_REQUIRED ACTION_. Report back each line of the records that contains the string "pedestrian".

_DATA FOR REVIEW_.
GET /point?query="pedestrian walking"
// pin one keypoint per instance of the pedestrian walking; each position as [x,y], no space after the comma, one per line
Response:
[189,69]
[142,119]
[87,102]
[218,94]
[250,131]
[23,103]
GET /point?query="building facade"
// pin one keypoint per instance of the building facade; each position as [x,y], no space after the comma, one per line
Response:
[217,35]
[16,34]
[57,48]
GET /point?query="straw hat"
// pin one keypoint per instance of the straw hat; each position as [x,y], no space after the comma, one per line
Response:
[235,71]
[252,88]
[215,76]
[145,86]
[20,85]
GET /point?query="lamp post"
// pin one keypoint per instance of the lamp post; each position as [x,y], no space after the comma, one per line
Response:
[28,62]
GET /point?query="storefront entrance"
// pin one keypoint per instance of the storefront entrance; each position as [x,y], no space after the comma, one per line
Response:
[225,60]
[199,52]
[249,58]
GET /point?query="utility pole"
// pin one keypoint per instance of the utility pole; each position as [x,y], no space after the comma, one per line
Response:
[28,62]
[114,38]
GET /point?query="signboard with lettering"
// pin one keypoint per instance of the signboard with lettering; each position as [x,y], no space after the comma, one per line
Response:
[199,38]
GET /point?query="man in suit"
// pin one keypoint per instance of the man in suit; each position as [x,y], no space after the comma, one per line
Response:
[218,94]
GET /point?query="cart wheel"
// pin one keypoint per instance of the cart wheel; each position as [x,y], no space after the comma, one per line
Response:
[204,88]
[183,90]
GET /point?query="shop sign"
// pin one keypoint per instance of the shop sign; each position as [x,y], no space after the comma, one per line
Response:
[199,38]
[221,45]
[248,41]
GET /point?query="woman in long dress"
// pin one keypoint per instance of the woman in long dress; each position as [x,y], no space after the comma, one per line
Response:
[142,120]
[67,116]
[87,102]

_TASK OUTPUT_.
GET /point?query="pedestrian walking"
// pin one keypoint per instance of the pedestrian walking; each position as [x,y], no space after the comma, one per line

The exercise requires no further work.